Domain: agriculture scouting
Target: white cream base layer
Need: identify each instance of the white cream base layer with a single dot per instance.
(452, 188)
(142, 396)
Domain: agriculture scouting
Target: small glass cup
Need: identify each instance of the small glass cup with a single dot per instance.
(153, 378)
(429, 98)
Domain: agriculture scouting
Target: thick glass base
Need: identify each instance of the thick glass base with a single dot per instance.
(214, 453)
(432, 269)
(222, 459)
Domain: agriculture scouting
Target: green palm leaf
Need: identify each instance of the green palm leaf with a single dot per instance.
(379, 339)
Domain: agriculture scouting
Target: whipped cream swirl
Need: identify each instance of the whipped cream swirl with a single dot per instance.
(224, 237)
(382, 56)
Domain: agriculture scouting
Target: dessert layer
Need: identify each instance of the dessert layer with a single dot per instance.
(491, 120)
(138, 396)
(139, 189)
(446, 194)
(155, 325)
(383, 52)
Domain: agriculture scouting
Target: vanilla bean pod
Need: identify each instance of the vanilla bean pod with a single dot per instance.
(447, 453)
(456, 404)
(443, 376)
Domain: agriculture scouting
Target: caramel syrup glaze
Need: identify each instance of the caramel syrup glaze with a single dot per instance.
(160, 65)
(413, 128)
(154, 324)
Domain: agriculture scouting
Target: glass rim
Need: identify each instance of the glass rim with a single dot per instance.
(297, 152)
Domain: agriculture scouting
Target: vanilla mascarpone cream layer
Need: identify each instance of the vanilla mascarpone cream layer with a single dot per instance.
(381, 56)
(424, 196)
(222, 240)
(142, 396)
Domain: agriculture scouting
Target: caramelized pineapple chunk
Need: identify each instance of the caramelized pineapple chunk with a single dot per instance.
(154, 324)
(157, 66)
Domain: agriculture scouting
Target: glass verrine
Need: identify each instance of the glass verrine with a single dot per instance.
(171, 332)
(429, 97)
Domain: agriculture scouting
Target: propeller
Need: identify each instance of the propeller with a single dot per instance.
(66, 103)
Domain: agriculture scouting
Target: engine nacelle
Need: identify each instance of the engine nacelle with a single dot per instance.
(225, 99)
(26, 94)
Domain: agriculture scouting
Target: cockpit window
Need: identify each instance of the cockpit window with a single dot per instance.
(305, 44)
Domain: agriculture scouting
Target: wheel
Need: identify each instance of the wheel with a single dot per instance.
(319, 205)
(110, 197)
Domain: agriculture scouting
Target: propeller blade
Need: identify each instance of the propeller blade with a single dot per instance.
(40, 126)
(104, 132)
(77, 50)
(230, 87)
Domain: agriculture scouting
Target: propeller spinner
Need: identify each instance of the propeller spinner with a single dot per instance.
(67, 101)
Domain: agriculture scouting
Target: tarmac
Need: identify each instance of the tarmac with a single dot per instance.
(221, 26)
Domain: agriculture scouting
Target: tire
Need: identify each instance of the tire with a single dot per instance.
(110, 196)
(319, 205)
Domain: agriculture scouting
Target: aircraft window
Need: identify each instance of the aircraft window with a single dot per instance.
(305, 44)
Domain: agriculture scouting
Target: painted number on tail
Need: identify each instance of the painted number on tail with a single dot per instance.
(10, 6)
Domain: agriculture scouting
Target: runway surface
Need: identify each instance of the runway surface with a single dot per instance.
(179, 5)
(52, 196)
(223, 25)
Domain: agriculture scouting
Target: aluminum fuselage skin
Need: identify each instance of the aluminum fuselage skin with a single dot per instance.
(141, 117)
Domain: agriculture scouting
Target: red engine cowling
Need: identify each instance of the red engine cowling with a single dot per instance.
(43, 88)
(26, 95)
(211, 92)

________

WHAT YOU NEED TO DO
Type out the whole listing above again, exactly as it stands.

EXPECTED ANSWER
Domain: agriculture scouting
Target: white cream base layer
Need: identify each instance of the white cream base layer with a single dot per instance.
(452, 188)
(142, 396)
Domain: agriculture scouting
Target: small glass cup
Need: identify each instance of the small glass cup with a single dot per instance.
(153, 378)
(429, 98)
Domain: agriculture scouting
Target: thick glass base
Need: identify each instance of the thick glass base with a single dot per instance.
(214, 453)
(432, 269)
(222, 459)
Domain: agriculture scouting
Target: green palm leaf
Need: identify each instance of the green palm leaf with a single dot per instance.
(379, 339)
Domain: agriculture scouting
Target: whipped cream swirl
Need: identify each instance of the whipped cream swirl with a single dot per instance.
(224, 237)
(382, 56)
Domain: agriculture scouting
Target: dessert layer
Need: identify each instance of the dessert layer with a single dot per instance.
(491, 120)
(138, 396)
(139, 189)
(446, 194)
(155, 325)
(383, 52)
Domain: agriculture scouting
Target: vanilla bean pod
Need: identify each instance of the vanilla bean pod with a single dot per instance.
(447, 453)
(456, 404)
(443, 376)
Domain: agriculture scouting
Target: caramel syrup glaze
Need: identify each instance of the caramel syrup glaze with a single dot per instance.
(160, 65)
(413, 128)
(154, 324)
Domain: agriculture scouting
Target: glass rim
Need: identify each instance of the glass rim with a single dot per instance.
(297, 152)
Domain: agriculture scouting
Target: vanilla mascarpone cream layer
Need: identify each instance of the vanilla mascarpone cream layer with a single dot per instance.
(381, 56)
(424, 196)
(222, 240)
(142, 396)
Domain: agriculture scouting
Target: caramelized pineapple chunk
Need: identify each instance of the caramelized pineapple chunk with a single dot per instance.
(154, 324)
(157, 66)
Domain: agriculture scouting
Target: glass verrine
Need: identify each instance of the glass verrine with a single dot per instance.
(171, 332)
(429, 97)
Domain: agriculture scouting
Target: propeller
Need: identify each instance of the propeller with a single dot per instance.
(66, 103)
Domain: agriculture scouting
Target: engine nacelle
Need: identify each instance of the engine nacelle with a single dot per instance.
(225, 99)
(26, 94)
Domain: agriculture scouting
Target: cockpit window
Need: identify each instance of the cockpit window with a single dot per instance.
(305, 44)
Domain: agriculture scouting
Target: wheel
Need: identify each instance of the wheel with a single dot per instance.
(319, 205)
(110, 197)
Domain: agriculture scouting
Target: propeller blade
Need: identify each instance of the propeller blade with a single dot per instance.
(40, 126)
(104, 132)
(77, 50)
(230, 87)
Domain: agriculture scouting
Target: propeller spinner
Need: identify each instance of the propeller spinner with a single dot per instance.
(67, 101)
Domain: agriculture scouting
Target: tarmac
Need: identify each instance of the tarmac with a single dot per instance.
(221, 26)
Domain: agriculture scouting
Target: tire
Need: identify each instance of the tire with a single dot per instance.
(110, 196)
(319, 205)
Domain: agriculture scouting
Target: aircraft window
Need: identify each instance of the aircraft window with a single dot per instance.
(305, 44)
Domain: agriculture scouting
Target: painted number on tail
Need: identify each instance of the painted number on tail with a single dot per instance.
(10, 6)
Domain: agriculture scouting
Target: runway surface
Need: identify each instance of the runway surface with a single dot per instance.
(179, 5)
(52, 196)
(223, 25)
Domain: agriculture scouting
Target: aluminum fuselage skin
Need: identify each instance of the aluminum fuselage skin with a single dot per instance.
(141, 117)
Domain: agriculture scouting
Target: red engine cowling
Need: identify each instance of the red engine cowling with a single dot per instance.
(43, 88)
(26, 95)
(211, 92)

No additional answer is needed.